--- PROMPT ---
Continue the news piece about Tamil Nadu's temporary government doctors awaiting regularization from its last sentence.

--- TEXT SHOWN ---
_____

Over 2,500 who were hired as temporary staff are waiting for regularisation
S. Ramu, a post-graduate in medicine, has been serving at the TB hospital in Thoppur for two years looking forward to specialising in his dream discipline of neurology. However, a delay in the conduct of eligibility tests has denied temporary employees such as him the opportunity to pursue higher studies.
He is among the 2,546 doctors who had been promised that they could write an eligibility test and regularise their jobs on completing two years of service. The test and the subsequent regularisation are a must if doctors are to write entrance exams for higher specialities in surgery or medicine. The doctors were recruited through the employment exchange.
Government doctors said the blame for the delay rests with the Tamil Nadu Public Service Commission (TNPSC), which was appointed the recruiting body for doctors in 1982. Over the years, the commission has been burdened with more responsibilities and now conducts eligibility tests for various posts in State-run institutions.
“In the light of the burden on TNPSC, we had been seeking a separate body for medical professionals in the State. The chief minister approved the proposal and in 2011, the government set up the Medical Recruitment Board to oversee recruitment to healthcare institutions,” said K. Senthil, president of Tamil Nadu Government Doctors Association (TNGDA). On April 19, the Board conducted an examination for a new batch of 2,800 doctors. They would soon receive their postings. But there is yet no word on the status of the doctors recruited on temporary basis.

_____

--- EXTRACTED RECORDS ---
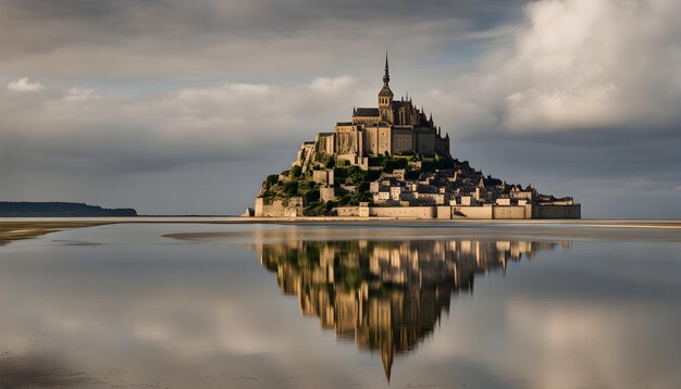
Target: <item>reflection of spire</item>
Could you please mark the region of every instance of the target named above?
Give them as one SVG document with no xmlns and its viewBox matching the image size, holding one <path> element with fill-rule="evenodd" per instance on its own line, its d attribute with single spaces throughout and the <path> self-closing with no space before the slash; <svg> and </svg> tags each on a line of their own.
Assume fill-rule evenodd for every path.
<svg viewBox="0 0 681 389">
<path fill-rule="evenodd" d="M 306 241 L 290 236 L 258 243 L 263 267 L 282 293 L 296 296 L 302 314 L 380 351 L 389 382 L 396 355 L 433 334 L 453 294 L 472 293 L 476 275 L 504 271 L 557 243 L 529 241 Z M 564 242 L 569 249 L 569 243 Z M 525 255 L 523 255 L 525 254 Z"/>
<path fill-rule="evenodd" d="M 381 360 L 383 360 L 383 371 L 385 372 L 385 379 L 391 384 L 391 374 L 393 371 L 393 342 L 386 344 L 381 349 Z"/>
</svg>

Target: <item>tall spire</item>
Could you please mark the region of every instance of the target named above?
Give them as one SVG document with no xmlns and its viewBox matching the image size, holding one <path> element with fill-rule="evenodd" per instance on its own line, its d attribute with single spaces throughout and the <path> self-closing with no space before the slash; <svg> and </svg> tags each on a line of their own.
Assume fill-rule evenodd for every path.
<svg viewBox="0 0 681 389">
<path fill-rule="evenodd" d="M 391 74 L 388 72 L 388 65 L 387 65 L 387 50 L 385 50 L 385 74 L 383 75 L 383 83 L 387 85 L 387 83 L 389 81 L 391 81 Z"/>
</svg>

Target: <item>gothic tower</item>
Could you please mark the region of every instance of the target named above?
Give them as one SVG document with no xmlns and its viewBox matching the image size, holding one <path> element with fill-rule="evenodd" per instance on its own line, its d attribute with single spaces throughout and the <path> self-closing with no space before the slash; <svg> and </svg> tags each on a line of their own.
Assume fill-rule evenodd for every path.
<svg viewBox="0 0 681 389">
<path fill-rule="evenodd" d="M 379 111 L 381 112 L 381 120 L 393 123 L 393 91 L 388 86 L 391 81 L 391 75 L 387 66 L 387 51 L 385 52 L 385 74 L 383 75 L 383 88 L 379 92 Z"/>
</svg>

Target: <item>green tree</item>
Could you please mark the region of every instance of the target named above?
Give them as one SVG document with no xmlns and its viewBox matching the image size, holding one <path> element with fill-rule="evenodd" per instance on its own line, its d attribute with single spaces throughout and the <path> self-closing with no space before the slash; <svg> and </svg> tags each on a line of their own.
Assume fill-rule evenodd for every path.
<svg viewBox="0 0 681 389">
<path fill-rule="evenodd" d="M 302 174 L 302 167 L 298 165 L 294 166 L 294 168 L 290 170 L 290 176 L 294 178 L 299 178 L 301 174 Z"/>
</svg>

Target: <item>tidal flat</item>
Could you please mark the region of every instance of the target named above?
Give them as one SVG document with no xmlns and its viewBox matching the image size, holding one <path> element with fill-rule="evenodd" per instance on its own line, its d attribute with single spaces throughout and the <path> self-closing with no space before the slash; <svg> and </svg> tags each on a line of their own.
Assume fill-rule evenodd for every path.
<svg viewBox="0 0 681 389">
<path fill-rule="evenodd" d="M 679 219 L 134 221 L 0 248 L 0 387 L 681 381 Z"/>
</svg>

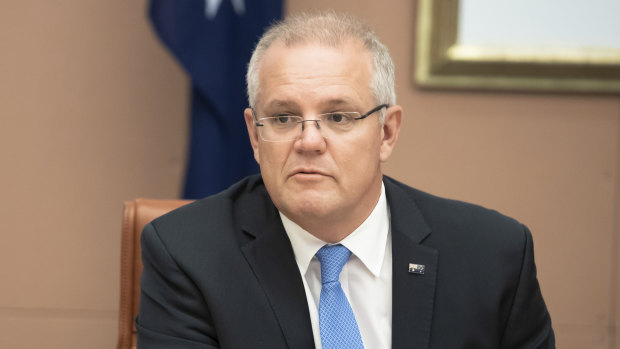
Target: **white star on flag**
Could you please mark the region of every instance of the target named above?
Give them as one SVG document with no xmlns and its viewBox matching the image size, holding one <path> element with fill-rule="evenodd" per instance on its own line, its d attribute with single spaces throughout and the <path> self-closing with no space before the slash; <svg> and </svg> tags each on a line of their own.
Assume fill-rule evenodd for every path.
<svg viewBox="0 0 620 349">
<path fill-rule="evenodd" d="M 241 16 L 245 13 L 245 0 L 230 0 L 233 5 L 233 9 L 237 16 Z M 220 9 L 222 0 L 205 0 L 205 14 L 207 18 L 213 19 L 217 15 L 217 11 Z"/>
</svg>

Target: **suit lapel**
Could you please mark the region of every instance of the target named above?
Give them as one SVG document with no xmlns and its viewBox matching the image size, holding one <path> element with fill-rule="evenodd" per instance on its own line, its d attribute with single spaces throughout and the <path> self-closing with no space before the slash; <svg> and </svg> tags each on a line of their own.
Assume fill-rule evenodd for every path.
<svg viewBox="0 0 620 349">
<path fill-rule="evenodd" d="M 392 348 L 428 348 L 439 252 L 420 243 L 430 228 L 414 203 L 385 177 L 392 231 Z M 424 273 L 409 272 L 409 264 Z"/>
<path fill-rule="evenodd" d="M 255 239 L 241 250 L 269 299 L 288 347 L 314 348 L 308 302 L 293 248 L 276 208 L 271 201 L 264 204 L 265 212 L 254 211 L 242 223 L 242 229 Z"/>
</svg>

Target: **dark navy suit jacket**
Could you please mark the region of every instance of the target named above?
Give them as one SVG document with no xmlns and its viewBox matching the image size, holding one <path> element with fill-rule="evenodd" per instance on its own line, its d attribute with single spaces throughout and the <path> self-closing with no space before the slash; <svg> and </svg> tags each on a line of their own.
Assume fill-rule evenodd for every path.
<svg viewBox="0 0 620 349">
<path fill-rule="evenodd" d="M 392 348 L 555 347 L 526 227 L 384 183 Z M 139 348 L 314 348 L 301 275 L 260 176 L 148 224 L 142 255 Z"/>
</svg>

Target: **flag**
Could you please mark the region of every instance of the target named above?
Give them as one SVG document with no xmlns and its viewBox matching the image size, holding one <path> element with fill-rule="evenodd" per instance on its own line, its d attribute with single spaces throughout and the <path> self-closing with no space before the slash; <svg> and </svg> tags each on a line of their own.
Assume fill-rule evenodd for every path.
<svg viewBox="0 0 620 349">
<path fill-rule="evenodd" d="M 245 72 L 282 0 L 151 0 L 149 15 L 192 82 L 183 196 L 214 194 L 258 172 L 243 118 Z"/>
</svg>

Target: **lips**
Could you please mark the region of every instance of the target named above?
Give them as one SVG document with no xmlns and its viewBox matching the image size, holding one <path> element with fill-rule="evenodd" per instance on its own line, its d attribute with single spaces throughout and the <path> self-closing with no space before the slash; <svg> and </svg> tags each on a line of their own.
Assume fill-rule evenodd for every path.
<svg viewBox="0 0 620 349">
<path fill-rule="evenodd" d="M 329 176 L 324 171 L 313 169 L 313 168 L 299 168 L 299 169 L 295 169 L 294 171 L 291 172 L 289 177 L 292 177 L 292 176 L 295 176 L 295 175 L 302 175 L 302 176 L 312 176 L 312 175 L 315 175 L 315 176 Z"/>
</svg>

_____

--- RESPONSE AREA ---
Concerns over seniority
Only the TNPSC can conduct the eligibility test for temporary appointees. The MRB does not have the authority to do so, Dr. Senthil said.
He noted that if the doctors appointed on temporary basis can appear for PG entrance tests as service candidates, they would not lose their seniority.
The other option for them is to apply for higher education as non-service candidates.
“However, this will mean I will be deprived of seniority and my two years of service will not count for anything. Also, I will have to settle for a stipend during the intervening period of study. This will be about half the salary I would get as a government employee once I pass the eligibility test,” Dr. Ramu said.
“Stipend not enough”
Higher speciality courses last for three years and many doctors who wish to take up post-graduation or super speciality degrees are over 30 years of age and may have to fend for their families. A stipend would not at all be enough for them, a specialist said.
The association has been holding meetings with health department officials to sort the issue for several months now, Dr. Senthil said.